= THE RECORDS =
++++
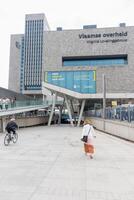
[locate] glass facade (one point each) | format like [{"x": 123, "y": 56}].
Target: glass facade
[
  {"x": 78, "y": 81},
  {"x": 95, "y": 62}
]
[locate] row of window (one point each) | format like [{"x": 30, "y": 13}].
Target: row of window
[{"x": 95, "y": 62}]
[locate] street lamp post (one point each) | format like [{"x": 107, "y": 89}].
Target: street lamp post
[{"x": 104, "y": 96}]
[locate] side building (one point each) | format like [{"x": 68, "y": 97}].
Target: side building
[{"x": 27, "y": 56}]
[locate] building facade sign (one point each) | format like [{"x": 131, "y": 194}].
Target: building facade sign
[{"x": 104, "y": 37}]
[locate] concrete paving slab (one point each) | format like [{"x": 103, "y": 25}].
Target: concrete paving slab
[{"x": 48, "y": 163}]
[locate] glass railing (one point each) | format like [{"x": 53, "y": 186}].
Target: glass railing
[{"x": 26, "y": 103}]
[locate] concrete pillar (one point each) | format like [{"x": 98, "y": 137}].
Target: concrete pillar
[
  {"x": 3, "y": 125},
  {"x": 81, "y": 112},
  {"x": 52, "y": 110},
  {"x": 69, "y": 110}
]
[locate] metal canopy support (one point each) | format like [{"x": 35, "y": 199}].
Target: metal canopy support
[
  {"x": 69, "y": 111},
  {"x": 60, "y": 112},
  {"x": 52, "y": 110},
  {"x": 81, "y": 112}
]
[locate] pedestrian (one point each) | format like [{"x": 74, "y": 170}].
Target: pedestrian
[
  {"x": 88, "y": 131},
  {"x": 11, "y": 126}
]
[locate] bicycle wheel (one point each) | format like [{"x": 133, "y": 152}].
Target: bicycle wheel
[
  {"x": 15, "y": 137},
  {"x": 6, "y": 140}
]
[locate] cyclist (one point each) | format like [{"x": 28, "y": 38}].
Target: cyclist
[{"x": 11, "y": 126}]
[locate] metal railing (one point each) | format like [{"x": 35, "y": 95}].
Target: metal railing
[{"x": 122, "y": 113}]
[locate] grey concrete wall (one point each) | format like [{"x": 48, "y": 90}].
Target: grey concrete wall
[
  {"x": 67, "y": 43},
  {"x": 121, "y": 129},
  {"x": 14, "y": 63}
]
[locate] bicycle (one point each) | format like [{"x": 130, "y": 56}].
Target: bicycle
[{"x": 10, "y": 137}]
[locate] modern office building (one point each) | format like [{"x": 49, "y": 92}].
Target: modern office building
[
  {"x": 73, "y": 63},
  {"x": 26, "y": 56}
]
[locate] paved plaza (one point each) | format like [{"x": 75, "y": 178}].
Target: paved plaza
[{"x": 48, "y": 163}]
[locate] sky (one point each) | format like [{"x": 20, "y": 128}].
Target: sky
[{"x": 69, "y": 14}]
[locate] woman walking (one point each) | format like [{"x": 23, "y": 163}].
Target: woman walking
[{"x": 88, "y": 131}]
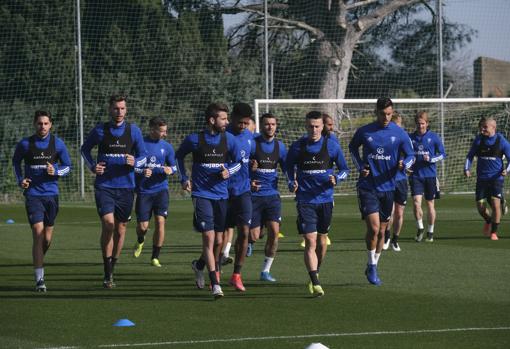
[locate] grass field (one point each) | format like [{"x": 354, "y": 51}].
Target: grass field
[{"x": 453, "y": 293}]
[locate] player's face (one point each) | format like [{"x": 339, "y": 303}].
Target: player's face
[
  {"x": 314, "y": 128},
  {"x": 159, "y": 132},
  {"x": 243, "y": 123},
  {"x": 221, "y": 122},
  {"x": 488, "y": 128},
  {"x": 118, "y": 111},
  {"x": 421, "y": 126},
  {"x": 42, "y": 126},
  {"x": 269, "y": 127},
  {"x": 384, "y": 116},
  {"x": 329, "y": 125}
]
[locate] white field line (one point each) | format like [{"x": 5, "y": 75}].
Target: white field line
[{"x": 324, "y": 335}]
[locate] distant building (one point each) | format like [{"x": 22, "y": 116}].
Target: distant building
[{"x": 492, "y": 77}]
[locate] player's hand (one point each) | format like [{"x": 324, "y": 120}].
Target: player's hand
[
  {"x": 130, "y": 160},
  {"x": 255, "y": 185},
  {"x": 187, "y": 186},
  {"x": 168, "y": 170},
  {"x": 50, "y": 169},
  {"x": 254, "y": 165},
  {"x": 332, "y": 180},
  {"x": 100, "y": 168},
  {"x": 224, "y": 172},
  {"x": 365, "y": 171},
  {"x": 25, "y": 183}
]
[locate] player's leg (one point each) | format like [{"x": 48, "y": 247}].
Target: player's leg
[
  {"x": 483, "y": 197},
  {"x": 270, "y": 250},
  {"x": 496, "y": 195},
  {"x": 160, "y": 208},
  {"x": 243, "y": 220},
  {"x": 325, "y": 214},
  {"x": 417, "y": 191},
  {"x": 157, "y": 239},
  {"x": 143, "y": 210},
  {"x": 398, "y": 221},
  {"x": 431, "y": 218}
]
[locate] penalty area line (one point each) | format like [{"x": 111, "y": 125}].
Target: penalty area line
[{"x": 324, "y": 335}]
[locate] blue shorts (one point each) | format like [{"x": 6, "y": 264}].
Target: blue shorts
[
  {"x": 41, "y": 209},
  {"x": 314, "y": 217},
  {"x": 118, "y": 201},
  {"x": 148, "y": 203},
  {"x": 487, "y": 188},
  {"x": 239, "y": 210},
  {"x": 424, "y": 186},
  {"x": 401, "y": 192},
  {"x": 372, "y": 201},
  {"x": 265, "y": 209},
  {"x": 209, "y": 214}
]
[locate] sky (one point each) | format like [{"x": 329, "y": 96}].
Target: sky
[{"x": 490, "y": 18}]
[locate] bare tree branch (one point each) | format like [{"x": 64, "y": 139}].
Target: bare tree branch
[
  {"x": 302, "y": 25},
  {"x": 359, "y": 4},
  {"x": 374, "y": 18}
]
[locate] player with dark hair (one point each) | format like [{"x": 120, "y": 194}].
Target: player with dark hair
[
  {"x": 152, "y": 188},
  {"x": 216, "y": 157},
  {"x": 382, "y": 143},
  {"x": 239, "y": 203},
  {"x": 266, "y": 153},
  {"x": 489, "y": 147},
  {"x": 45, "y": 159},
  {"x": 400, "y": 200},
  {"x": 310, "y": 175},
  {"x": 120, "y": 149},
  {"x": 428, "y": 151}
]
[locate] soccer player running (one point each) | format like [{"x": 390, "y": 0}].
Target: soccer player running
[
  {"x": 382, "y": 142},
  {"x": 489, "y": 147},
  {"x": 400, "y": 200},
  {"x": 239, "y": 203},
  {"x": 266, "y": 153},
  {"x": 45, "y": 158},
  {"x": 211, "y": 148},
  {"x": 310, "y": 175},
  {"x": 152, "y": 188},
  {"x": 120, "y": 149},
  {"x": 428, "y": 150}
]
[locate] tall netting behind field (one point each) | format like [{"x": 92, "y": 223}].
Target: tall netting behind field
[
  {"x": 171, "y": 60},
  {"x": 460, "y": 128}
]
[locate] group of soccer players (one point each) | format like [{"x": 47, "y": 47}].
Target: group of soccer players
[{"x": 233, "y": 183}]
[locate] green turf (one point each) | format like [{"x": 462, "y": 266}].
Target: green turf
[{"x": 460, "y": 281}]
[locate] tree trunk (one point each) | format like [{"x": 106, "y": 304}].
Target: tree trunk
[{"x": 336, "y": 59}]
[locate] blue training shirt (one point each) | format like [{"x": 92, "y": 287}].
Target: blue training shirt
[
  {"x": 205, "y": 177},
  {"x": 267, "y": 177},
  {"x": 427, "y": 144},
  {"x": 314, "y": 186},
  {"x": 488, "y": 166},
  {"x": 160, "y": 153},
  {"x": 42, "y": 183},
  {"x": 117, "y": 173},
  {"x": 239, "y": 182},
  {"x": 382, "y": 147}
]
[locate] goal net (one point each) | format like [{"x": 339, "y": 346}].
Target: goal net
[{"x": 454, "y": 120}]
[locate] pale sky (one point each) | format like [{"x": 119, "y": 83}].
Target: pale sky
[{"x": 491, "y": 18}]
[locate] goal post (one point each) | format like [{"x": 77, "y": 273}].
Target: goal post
++++
= TASK PROMPT =
Using the entries above, transcribe every line from the line containing "[locate] bicycle (one" through the line containing "[locate] player's hand". Do not copy pictures.

= ANSWER FOR THE TASK =
[locate] bicycle (one point each) | format like [{"x": 130, "y": 56}].
Target: bicycle
[{"x": 10, "y": 137}]
[locate] modern office building (one point each) | format like [{"x": 49, "y": 92}].
Target: modern office building
[
  {"x": 73, "y": 63},
  {"x": 26, "y": 56}
]
[locate] paved plaza (one point each) | format like [{"x": 75, "y": 178}].
Target: paved plaza
[{"x": 48, "y": 163}]
[locate] sky (one point each) | format like [{"x": 20, "y": 128}].
Target: sky
[{"x": 69, "y": 14}]
[locate] woman walking (one point each) | format like [{"x": 23, "y": 163}].
Target: woman walking
[{"x": 88, "y": 131}]
[locate] grass field (one point each) | format like [{"x": 354, "y": 51}].
Target: grass field
[{"x": 453, "y": 293}]
[locate] player's face (one point each) | format like [{"x": 339, "y": 303}].
Target: player's face
[
  {"x": 314, "y": 128},
  {"x": 159, "y": 132},
  {"x": 243, "y": 123},
  {"x": 221, "y": 122},
  {"x": 488, "y": 128},
  {"x": 118, "y": 111},
  {"x": 421, "y": 126},
  {"x": 42, "y": 126},
  {"x": 269, "y": 127},
  {"x": 384, "y": 116},
  {"x": 329, "y": 125}
]
[locate] white field line (one point each) | format like [{"x": 5, "y": 75}].
Target: white field line
[{"x": 324, "y": 335}]
[locate] distant building (one point each) | format like [{"x": 22, "y": 116}].
Target: distant building
[{"x": 492, "y": 77}]
[locate] player's hand (one point each) | format like [{"x": 324, "y": 120}].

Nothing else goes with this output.